▸ Excerpt to read:

Kathryn – I have previously booked directly with Qantas, when flying from LA to Sydney, just last year. I recommend contacting Qantas Freight in Australia, although I have heard that on at least some routes, they are no longer allowing this. Additionally, when booking with Qantas directly this is only possible with flights on a single code, no transfers. I would firstly book with them directly for the flight to LA or similar, then book a separate flight with an American airline on to DC. We flew from DC to LA with our dog on Alaskan Airlines, one of the more recommended options.
HALPPP, I am trying to navigate exporting my dogs from Townsville QLD, Australia to import them to Anchorage Alaska USA (July 2021). The vets in rural QLD are completely useless in regards to guidance in this department (at least where I live). I have been trying for months to get onto someone to help me. I cant get any of the pet import services to email me back. I can not leave this country without my dogs. It just is not an option. Please help me.
Gracie – Let me know if you have any specific questions. I’ve covered the export certificate here and also have an article on importing pets to the USA. Although Alaska has extra requirements, at least an extra form – I’m sure I’ve linked to the Alaska government info.
It’s really tricky to import/export pets from Australia at the moment due to the limited flights. Keep trying to get into contact with the Australia pet transport companies (Jetpets, Dogtainers, etc), as you’ll need to use one for at least booking the flight at the moment. However, everything should only take 1-2 months to organise.
Thanks for the info. We are trying to export our dog as we are relocating to Belgium permanently. We’d love to do this ourselves rather than use a pet transport company. I am a bit unclear as to whether an import permit from Belgium is needed to present to the Australian authorities. Could you clarify? Also, do you think it is possible to manage to arrange this ourselves and get on the same flights as our dog?
Would you contact the cargo department of the airline and/or get assistance from a travel agent?

▸ Task requirements:
1 > Sum up the comments on moving pets out of Australia in two sentences.
2 > Go on with the comments on moving pets out of Australia, starting after the last comment shown.
The records that come next are separate material and have nothing to do with the comments on moving pets out of Australia.

▸ Data shown:
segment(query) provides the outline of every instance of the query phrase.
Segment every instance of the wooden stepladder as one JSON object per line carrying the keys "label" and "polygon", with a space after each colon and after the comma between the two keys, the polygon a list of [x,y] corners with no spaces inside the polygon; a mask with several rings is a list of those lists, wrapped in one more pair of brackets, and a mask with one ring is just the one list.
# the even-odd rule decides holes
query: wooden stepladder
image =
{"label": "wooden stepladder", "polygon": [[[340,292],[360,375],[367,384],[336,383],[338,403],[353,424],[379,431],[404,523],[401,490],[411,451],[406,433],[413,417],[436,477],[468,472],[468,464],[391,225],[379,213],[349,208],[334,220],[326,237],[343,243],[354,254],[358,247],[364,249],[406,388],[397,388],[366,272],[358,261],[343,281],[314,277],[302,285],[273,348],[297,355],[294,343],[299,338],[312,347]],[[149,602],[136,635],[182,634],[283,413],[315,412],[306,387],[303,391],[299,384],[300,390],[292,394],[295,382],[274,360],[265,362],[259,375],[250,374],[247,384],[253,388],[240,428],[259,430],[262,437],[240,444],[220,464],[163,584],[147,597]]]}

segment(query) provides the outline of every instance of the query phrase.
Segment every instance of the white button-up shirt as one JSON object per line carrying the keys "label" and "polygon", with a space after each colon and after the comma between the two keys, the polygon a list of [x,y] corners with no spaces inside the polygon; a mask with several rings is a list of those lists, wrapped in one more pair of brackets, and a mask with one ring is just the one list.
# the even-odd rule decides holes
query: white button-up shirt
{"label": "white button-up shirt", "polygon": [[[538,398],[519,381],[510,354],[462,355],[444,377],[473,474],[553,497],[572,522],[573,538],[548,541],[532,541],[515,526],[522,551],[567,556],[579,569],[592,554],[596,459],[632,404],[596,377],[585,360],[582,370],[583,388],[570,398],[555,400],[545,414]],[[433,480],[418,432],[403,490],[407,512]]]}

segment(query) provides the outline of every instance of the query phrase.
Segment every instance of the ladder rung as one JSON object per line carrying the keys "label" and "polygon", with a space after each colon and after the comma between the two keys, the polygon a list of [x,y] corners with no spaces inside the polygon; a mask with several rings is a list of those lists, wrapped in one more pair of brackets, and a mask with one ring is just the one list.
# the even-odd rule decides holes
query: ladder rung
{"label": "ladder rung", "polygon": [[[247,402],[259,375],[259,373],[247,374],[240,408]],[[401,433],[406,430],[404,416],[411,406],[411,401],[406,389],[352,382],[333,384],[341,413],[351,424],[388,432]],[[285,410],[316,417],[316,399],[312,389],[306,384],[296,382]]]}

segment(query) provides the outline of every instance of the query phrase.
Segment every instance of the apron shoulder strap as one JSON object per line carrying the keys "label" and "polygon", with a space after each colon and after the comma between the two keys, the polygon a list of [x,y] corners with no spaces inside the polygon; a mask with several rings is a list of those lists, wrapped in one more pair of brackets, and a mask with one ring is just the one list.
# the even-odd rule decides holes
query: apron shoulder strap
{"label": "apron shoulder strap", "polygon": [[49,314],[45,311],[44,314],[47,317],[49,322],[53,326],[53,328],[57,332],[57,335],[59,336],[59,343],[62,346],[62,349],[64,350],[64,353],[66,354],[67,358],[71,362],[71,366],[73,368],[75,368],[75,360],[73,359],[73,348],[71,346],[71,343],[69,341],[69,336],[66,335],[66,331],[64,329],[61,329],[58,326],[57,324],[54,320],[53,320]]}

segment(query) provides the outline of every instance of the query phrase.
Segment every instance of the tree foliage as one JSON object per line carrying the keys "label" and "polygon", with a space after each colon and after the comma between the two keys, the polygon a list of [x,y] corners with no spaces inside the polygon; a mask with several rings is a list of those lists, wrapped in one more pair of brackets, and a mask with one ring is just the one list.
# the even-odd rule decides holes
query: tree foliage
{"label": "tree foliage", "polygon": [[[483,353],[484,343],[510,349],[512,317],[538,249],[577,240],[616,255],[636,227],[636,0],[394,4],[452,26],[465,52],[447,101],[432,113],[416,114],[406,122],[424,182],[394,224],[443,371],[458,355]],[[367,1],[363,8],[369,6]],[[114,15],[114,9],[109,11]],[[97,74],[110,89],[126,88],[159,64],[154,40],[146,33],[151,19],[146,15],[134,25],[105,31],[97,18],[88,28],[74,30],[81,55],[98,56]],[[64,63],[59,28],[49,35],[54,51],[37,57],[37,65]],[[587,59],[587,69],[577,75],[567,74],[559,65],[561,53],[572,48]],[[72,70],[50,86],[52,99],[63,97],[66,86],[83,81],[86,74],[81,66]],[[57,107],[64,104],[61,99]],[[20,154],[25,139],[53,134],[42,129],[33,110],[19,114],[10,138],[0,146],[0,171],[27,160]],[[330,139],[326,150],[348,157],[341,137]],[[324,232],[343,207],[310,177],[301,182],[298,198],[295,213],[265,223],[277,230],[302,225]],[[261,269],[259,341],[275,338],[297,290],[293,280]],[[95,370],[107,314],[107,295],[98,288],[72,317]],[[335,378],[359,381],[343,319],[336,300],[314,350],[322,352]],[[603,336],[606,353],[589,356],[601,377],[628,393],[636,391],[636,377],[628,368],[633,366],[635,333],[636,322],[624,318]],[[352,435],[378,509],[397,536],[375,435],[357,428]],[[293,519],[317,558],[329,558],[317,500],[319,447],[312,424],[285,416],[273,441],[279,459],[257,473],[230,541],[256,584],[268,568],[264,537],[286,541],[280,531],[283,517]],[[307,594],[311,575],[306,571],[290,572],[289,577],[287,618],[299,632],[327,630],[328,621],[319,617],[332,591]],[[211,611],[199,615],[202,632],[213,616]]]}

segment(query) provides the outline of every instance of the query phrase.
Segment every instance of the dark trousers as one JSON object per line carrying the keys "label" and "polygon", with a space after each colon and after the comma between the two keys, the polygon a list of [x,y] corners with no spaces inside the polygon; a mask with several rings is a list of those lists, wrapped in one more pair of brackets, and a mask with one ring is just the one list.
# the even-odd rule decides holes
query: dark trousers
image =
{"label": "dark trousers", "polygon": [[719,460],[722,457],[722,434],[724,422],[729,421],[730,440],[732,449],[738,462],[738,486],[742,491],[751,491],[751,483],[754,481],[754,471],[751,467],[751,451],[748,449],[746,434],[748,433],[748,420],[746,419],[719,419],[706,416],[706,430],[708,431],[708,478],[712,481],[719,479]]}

▸ Answers for each item:
1 > People in the comments ask for help getting their dogs out of Australia, one to Anchorage, Alaska and another to Belgium, and they mention unresponsive pet import services and questions about permits. Replies suggest booking directly with Qantas and then a US airline, point to articles on the export certificate and on bringing pets into the USA, and warn that limited flights make a pet transport company necessary at least for booking.

2 >
The good news is there is no import permit required for Belgian – just the EU pet health certificate, another form stating the movement of the pet is not commercial, plus completing a rabies vaccine. However, at the moment it is difficult to export a pet from Australia without a pet transport company. Prior to Covid, Qantas allowed direct bookings in limited cases, but they are currently requiring the use of a pet transport company. I’m not aware of any other airline flying out of Australia that allows direct bookings (done through the cargo department).
Hey just wanted to let you know we just booked flights and have requested with Japan Airlines to have our dog in cargo on our flights. It’s Australia to Germany, I haven’t received a confirmation yet but they took my request for it on the phone and are now checking availability for us.
Fingers crossed this all goes well, our flight isn’t until March 2022.
That’s great to hear, fingers crossed!
How did it all work out for you Clarissa?
Thank you so much for writing this! My wife and I are moving to Vancouver Canada with our dog and this was exactly what we needed. We are extremely grateful! 🙂
That’s exciting to hear! Wishing you all the best with your move!
Hi Caleb, can I ask how you went with moving yourselves and your dog to Vancouver? My husband and I are looking at doing this next year from Brisbane to Vancouver with our 10 year old Labrador and would love to hear a recent experience.
Etihad now allow in cabin pet travel from Australia. https://www.etihad.com/en-au/fly-etihad/baggage/travelling-with-pets
Have you seen confirmation of this other than on the website? I have tried contacting Etihad without a response and haven’t heard yet of anyone successfully doing this.